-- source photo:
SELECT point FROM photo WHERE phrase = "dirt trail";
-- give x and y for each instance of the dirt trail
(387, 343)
┄┄┄┄┄┄┄┄┄┄
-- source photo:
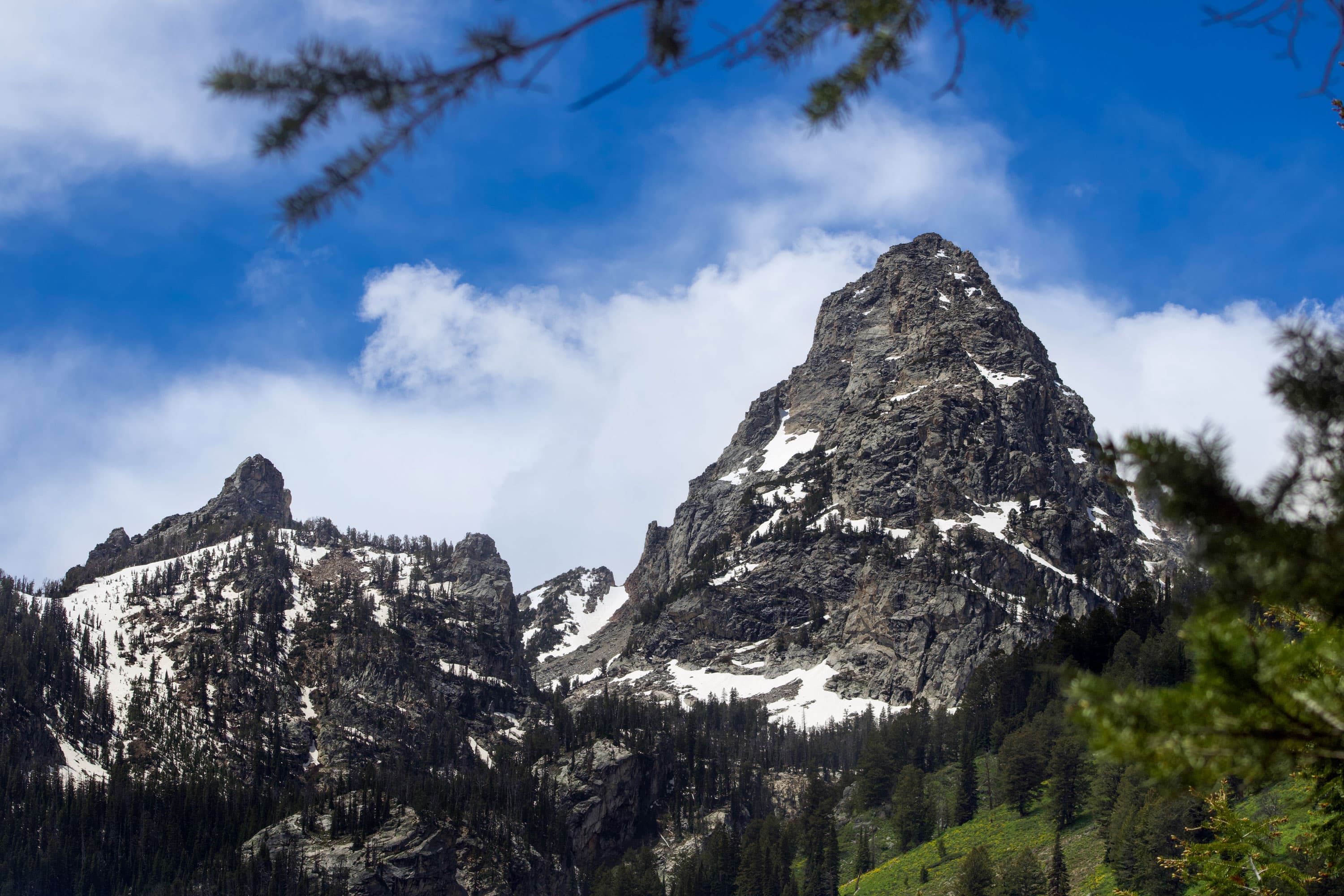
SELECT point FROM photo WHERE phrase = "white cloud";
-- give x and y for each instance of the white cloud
┄┄┄┄┄┄┄┄┄┄
**WHAT IS EXPECTED**: Gather every line in the material above that contains the string "photo" and copy each one unchanged.

**TASK SOLUTION**:
-- source photo:
SELECT point FROM photo WHERE phrase = "dirt trail";
-- source photo:
SELECT point FROM photo WHERE phrase = "white cloud";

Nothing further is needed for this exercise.